■ **Your task**:
Render the entries below as a numbered list, omitting any blank lines.

::: Information supplied

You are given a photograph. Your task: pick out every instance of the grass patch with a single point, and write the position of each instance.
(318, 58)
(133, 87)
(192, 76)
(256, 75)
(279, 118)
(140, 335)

::::::

■ **Problem solution**:
1. You are given a photograph. Your task: pick out every instance of the grass patch with a single point, and write the position of each instance.
2. (318, 58)
3. (133, 87)
4. (192, 76)
5. (256, 75)
6. (279, 118)
7. (140, 335)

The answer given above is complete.